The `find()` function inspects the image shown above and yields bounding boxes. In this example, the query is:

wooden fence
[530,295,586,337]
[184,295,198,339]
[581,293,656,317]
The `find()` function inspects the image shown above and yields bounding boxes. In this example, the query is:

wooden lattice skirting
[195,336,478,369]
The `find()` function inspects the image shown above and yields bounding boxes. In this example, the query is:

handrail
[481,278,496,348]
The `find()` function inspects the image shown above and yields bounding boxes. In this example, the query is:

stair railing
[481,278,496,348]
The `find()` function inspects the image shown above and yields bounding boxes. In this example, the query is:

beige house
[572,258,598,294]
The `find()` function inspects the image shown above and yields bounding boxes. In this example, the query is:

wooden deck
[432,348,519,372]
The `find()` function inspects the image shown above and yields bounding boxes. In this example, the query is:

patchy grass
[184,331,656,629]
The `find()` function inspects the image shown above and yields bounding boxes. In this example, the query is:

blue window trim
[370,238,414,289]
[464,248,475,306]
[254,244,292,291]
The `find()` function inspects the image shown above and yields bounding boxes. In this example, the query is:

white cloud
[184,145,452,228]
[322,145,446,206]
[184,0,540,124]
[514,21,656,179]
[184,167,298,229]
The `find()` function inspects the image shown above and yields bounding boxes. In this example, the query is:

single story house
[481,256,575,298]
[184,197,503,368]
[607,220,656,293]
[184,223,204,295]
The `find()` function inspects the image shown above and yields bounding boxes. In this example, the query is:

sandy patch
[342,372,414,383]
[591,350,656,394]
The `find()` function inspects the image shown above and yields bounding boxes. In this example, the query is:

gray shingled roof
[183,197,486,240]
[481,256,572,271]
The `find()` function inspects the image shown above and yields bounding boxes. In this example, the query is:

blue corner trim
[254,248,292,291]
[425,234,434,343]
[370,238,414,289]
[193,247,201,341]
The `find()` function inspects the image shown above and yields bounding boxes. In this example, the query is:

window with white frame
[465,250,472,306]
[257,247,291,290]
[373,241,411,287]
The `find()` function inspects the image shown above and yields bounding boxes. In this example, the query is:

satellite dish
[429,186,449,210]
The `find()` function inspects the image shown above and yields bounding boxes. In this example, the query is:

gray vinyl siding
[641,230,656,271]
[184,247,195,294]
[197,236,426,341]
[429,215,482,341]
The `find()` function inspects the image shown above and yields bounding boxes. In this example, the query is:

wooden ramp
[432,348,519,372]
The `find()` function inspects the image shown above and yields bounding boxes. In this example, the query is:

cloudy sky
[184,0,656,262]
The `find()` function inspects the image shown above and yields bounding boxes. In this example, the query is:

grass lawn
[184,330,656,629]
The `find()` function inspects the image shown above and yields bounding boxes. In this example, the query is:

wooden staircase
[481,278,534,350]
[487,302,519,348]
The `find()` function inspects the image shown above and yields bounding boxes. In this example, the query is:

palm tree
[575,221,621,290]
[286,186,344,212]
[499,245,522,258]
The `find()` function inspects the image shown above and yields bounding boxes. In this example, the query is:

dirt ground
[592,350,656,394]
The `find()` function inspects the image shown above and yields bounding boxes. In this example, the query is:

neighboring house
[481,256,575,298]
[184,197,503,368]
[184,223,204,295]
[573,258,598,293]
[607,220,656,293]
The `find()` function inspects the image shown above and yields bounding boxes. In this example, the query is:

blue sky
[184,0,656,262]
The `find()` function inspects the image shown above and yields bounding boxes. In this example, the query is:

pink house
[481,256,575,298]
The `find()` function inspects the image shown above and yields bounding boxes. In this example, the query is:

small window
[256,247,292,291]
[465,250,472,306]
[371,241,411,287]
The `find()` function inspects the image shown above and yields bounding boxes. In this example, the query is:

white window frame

* _Requirements_:
Could you pull out the lines of the listing above, from its very first line through the line that holds "[254,244,292,291]", including that line, and repeat them word for word?

* _Worked answer_:
The `find()` function inspects the image shown above and yields bounding boxes. In this example, the query is:

wooden fence
[530,295,586,337]
[184,295,198,339]
[581,293,656,317]
The `find()` function inspects the image shown above and yields bounding boxes. In this example, the query is:

wooden lattice skirting
[195,336,478,369]
The `find()` function inspects the image shown above and yields bounding boxes. In this example, the query is:

handrail
[481,278,496,348]
The `find()` function inspects the image shown above and yields bounding boxes. In this example, the query is:

stair railing
[481,278,496,348]
The `find()` function inspects the image shown above and yields bounding boxes. In this example, the query is:

beige house
[572,258,598,294]
The `find()` function inspects the image shown above and yields bounding boxes. In this example, the query is:

wooden deck
[432,348,519,372]
The `find()` function inspects the image shown above and yields bounding boxes. In this example, the query is:

patchy grass
[184,331,656,629]
The `find()` function inspects the image shown above and yields bounding boxes. In this example, the query is:

blue window trim
[370,238,414,289]
[464,248,475,306]
[254,244,292,291]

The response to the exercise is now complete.